> [Work order] An exact, complete copy of the data that follows is needed.

> [Supplied records]
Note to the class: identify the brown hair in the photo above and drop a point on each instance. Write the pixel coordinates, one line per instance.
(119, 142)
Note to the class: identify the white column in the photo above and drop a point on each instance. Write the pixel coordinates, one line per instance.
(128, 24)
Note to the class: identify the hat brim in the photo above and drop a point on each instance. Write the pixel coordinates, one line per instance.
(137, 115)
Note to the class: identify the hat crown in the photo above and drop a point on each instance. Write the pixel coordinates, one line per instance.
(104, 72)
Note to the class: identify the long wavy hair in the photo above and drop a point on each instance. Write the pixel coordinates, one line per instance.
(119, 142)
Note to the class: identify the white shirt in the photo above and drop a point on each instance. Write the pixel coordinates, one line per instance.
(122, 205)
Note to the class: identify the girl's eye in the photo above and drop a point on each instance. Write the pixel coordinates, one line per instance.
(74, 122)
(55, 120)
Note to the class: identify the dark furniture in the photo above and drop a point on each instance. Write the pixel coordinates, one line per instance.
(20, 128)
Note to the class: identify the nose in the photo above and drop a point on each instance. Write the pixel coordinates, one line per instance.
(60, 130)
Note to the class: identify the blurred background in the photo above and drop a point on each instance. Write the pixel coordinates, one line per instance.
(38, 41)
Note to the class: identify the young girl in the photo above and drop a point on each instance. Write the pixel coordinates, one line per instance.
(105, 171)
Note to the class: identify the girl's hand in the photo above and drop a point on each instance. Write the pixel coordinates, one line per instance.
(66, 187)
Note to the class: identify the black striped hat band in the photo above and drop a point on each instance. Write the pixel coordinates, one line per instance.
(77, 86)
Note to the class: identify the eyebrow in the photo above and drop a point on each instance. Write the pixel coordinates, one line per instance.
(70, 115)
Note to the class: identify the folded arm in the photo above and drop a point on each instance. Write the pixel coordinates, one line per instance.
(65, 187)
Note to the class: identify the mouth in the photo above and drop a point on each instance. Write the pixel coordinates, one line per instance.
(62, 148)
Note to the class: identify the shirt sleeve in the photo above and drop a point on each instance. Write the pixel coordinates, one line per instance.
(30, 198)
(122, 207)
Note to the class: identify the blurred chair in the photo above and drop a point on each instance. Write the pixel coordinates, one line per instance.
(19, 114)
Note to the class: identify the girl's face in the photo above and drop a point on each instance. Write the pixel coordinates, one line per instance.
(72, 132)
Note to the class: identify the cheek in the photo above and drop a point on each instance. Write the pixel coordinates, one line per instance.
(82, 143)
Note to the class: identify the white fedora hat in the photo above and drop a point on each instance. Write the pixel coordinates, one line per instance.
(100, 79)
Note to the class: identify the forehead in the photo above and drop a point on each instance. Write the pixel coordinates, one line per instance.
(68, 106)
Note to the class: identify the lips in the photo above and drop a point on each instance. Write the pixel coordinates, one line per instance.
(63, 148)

> [Response]
Note to the class: identify the brown hair in the photo above and drop a point on each instance. Write the pixel coordinates, one line per instance.
(119, 142)
Note to the class: identify the white column in the photo above and drop a point on each instance. Write the pixel coordinates, one line per instance.
(128, 24)
Note to the class: identify the hat brim in the photo above and drop a point on each instance. Write the pixel coordinates, one line per instance.
(137, 115)
Note to the class: identify the hat crown in the photo above and drop a point on each instance. Write the pixel coordinates, one line per instance.
(104, 72)
Note to the class: identify the long wavy hair in the photo above and drop a point on each instance. Write the pixel coordinates, one line per instance.
(119, 142)
Note to the class: identify the white shirt in the photo above and drop a point on each instance. Write the pixel coordinates, one line per instance.
(122, 205)
Note to the class: identify the girl's eye in the photo above and drop a point on each instance. Write the pixel coordinates, one line per instance.
(74, 122)
(55, 120)
Note to the class: identify the dark furniture in the photo above and drop a point on each instance. Write the pixel coordinates, one line per instance.
(20, 128)
Note to the class: identify the nose in the photo above and drop a point on each instance. Write the pixel coordinates, one line per instance.
(60, 130)
Note to the class: identify the blurred background in the photo above and drop a point on each instance. Write the pixel coordinates, one line per instance.
(38, 41)
Note to the class: identify the young girl in the photo above and drop a point on each instance. Write the pixel coordinates, one line per instance.
(105, 171)
Note to the class: identify the girl's hand in the photo above and drop a point on each instance. Write the pixel coordinates, one line per instance.
(66, 187)
Note to the class: identify the black striped hat band in the photo above and drop a point on each instance. Write the pixel coordinates, one line per instance.
(77, 86)
Note to the class: identify the eyebrow in the photo above and drop a point on each instance. Write the pixel coordinates, one line per instance.
(70, 115)
Note to the class: identify the folded arm in the photo above and drop a point on each instance. Write the pixel coordinates, one line per instance.
(65, 187)
Note to the class: identify the mouth in the photo above and drop a point on each instance. Write the pixel coordinates, one line per instance.
(62, 148)
Note to the class: identify the shirt sleeve in the photo above and drop a point on each instance. Write the pixel coordinates, one line per instance.
(30, 198)
(122, 207)
Note to the class: identify the blurred chair in the photo above and drop a point on each instance. Write the pixel coordinates, one line per instance.
(19, 114)
Note to the class: identify the girl's face in the photo above and drop a point on each instance. Write the pixel coordinates, one line per instance.
(72, 132)
Note to the class: identify the cheek in the photo above and drop a point on each instance. Write the pixel coordinates, one line per instance.
(82, 143)
Note to the class: identify the white fedora hat in the photo above and drop a point on each instance. Write the pixel coordinates, one line per instance.
(100, 79)
Note to the class: identify the forehead in the photo above and drop a point on each instance. Write the pixel coordinates, one line per instance.
(68, 106)
Note to the class: identify the lips in the photo above and drop a point on each instance. Write the pixel coordinates, one line per instance.
(63, 148)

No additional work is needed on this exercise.